WHAT YOU ARE ASKED TO DO: Pick up the news report on Zimbabwe's drug manufacturing plants at its final sentence and carry it forward.

SOURCE EXTRACT:
□ □ □ □
Drug firms need shot in the arm

Business Reporter
The production plants of the majority of local pharmaceutical firms require massive retooling after the World Health Organisation (WHO) classified them not suitable for producing medical drugs, a Government document says.

An analysis on the local manufacturing plants compliance with WHO Good Manufacturing Practice (GMP) standards by the United Nations Industrial Development Organisation  revealed that local manufacturing plants are not meeting the minimum standards.

The facilities were graded from A to C, with A being the highest grade denoting compliance with WHO-GMP standards and C being the lowest.

Of the eight companies in the local industry, only two attained a B-grade for compliance to WHO standards while six scored the C-grade, meaning the facilities are highly inadequate or unsuitable for pharmaceutical production.

“A reputation for quality manufacturing to international standards is necessary for the Zimbabwean pharmaceutical sector to become a major player in Africa.
□ □ □ □
GIVEN INFORMATION:
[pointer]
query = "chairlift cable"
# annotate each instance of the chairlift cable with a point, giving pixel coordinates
□ □ □ □
ANSWER TO THIS PROBLEM:
“A programme of GMP upgrading of industry (plant refurbishments and improvements in Quality Management Systems) will be implemented,” read part of the Pharmaceutical Strategy in Zimbabwe (2021-2025) launched last week.

“In this regard, MCAZ will design a programme for enforcing minimum standards over an established period in order to promote quality improvements. An awareness-raising about concepts of Quality Assurance and skills training will also be undertaken.

“The drug development system will assist the sector to improve its international competitiveness as there will be a wider range of products to choose from.”

Despite having a fairly strong infrastructure base, the country’s pharmaceutical industry is operating way below its potential due to funding constraints.

Companies such as Caps Pharmaceuticals, which used to produce about 65 percent of the country’s medical supplies, have been operating below their capacity due to lack of adequate working capital.

The new policy seeks to boost local production of pharmaceutical products to reduce over-reliance on imports, which presents a huge potential risk to health security.

The country imports nearly 90 percent of pharmaceutical products. Production of essential drugs is expected to double to 60 percent by 2025 while revenue is projected to increase to US$150 million from about US$32 million.

This would be supported by private and public investments amounting to US$45 million. About US$43 million is needed for upgrading factories and product development while US$2 million is for infrastructure.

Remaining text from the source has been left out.